## BEGIN Information shown
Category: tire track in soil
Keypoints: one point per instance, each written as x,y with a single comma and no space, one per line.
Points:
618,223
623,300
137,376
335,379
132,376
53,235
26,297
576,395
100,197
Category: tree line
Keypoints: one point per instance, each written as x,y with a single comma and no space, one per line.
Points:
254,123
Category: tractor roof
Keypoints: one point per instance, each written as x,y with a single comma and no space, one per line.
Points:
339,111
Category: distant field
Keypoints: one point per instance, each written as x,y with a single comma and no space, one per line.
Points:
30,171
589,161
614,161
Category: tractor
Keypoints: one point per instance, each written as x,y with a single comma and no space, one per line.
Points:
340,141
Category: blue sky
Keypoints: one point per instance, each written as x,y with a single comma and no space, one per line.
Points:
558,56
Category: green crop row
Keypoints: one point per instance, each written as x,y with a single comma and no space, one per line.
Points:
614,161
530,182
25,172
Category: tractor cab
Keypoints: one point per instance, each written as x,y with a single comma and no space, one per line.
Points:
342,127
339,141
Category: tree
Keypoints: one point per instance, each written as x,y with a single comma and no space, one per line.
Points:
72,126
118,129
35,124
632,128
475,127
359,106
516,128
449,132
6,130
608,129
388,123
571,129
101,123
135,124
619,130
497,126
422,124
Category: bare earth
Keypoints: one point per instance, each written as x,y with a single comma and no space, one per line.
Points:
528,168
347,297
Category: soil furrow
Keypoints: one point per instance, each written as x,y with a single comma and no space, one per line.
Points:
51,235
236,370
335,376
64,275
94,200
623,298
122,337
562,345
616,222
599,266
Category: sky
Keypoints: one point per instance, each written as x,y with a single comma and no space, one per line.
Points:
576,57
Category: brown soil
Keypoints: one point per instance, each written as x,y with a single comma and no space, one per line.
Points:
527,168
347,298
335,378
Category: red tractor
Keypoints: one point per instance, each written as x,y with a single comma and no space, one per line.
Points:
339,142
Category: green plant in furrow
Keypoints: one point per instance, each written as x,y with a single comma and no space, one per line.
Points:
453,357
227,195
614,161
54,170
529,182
## END Information shown
> _The task_: Locate the line that contains "Category: soil furrow". Repeat it and every line after it, up to and including the final line, exactly.

> _Result below_:
Category: soil furrow
Keypoints: one point per instance, each written as x,y with a single comma and no space, one per line.
Points:
51,235
236,370
335,376
64,275
94,200
623,298
122,337
562,345
616,222
599,266
Category: sky
Keypoints: one point per instance, each written as x,y with a single comma and no space, one per line.
Points:
576,57
Category: brown soil
Keypoints: one point per instance, each written as x,y with a single comma and no space, one per line.
Points:
527,168
347,298
335,378
Category: red tractor
Keypoints: one point per instance, each written as x,y with a single comma and no space, one per line.
Points:
339,142
Category: green plant in furrow
Keypoints: one point per instance, each written as x,y with a single comma and no space, one per line.
Points:
453,357
227,195
614,161
54,170
529,182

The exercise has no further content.